__Your goal__
Rewrite the lines below as a JSON list of strings, with one string per line and no blank lines.

__Data for the task__
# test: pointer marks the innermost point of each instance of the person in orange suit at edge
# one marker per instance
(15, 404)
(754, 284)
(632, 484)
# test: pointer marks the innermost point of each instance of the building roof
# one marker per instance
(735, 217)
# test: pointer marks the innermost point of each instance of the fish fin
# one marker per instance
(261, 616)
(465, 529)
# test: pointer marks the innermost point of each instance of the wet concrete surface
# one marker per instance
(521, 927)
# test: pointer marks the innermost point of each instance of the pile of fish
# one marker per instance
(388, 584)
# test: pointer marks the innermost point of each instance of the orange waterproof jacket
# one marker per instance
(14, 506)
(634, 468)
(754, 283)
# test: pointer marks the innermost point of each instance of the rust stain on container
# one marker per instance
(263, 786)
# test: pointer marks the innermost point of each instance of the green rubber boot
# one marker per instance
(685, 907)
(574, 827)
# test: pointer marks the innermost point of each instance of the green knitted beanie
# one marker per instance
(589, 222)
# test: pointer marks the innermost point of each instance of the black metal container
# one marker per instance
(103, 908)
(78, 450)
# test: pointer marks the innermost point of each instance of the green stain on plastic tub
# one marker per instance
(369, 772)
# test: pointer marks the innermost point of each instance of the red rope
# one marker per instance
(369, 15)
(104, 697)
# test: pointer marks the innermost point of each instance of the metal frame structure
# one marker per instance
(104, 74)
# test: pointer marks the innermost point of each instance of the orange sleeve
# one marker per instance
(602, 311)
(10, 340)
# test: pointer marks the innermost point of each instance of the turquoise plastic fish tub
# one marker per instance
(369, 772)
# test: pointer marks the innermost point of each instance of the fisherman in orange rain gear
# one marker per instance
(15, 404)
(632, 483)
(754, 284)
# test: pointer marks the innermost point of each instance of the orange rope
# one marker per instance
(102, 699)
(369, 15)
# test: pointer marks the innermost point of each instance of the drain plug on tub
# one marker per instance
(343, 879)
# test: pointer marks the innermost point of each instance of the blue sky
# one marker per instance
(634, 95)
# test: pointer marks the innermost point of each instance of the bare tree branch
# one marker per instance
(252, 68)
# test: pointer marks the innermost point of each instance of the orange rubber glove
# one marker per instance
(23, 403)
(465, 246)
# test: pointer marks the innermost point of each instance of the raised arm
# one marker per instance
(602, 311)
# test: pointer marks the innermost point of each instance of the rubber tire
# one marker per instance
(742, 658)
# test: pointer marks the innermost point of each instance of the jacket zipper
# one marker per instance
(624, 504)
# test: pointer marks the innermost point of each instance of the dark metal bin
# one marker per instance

__Solution for this exercise__
[
  "# test: pointer marks the innermost point of each instance of the person in orange suit at edge",
  "# one marker per instance",
  "(15, 404)",
  "(754, 284)",
  "(632, 484)",
  "# test: pointer marks the innermost point of each instance of the building roof",
  "# one marker per instance",
  "(735, 217)",
  "# test: pointer marks the innermost point of each instance of the fish fin",
  "# one marker per instance",
  "(261, 616)",
  "(465, 529)",
  "# test: pointer marks the innermost point of each instance of the wet concrete surface",
  "# one marker per instance",
  "(521, 927)",
  "# test: pointer marks the innermost point of each instance of the pile of fish",
  "# one marker per instance",
  "(388, 584)",
  "# test: pointer marks the innermost point of each instance of the orange waterproof jacket",
  "# one marker per instance",
  "(14, 506)",
  "(634, 468)",
  "(754, 283)",
  "# test: pointer marks the innermost point of each instance of the rust stain on container",
  "# one marker per instance",
  "(263, 786)",
  "# test: pointer marks the innermost point of each instance of the green rubber boot",
  "# one marker per instance",
  "(685, 907)",
  "(574, 827)",
  "# test: pointer marks the innermost point of each instance of the green knitted beanie",
  "# one marker per instance",
  "(589, 222)",
  "# test: pointer marks the innermost point of each instance of the black metal container",
  "# one marker per instance",
  "(103, 908)",
  "(78, 450)",
  "# test: pointer marks the innermost point of each instance of the green stain on plastic tub",
  "# one marker per instance",
  "(369, 772)",
  "# test: pointer marks the innermost point of each instance of the red rope",
  "# one marker per instance",
  "(369, 15)",
  "(104, 697)",
  "# test: pointer marks the innermost point of each instance of the metal frame structure",
  "# one marker per instance",
  "(104, 74)",
  "# test: pointer marks the innermost point of each instance of the orange sleeve",
  "# one marker per instance",
  "(602, 311)",
  "(10, 340)",
  "# test: pointer marks the innermost point of each instance of the turquoise plastic fish tub",
  "# one marker per instance",
  "(369, 772)",
  "# test: pointer marks the innermost point of each instance of the fisherman in orange rain gear",
  "# one marker per instance",
  "(15, 404)",
  "(632, 483)",
  "(754, 284)",
  "# test: pointer marks the innermost point of each instance of the orange rope",
  "# one marker per instance",
  "(102, 699)",
  "(369, 15)",
  "# test: pointer marks the innermost point of each instance of the drain plug on tub",
  "# one marker per instance",
  "(343, 879)",
  "# test: pointer marks the innermost point of each instance of the blue sky",
  "# one marker per instance",
  "(634, 95)",
  "# test: pointer marks the innermost point of each instance of the bare tree branch",
  "# one marker per instance",
  "(252, 68)",
  "# test: pointer marks the innermost point of each instance of the orange rubber glove",
  "# one marker per instance",
  "(23, 403)",
  "(465, 246)",
  "# test: pointer marks the innermost point of each instance of the raised arm",
  "# one marker per instance",
  "(602, 311)",
  "# test: pointer marks the innermost point of each instance of the rubber tire",
  "# one marker per instance",
  "(742, 658)",
  "# test: pointer marks the innermost point of each instance of the jacket zipper",
  "# one marker per instance",
  "(624, 504)",
  "# test: pointer marks the innermost point of each instance of the dark metal bin",
  "# one marker per instance"
]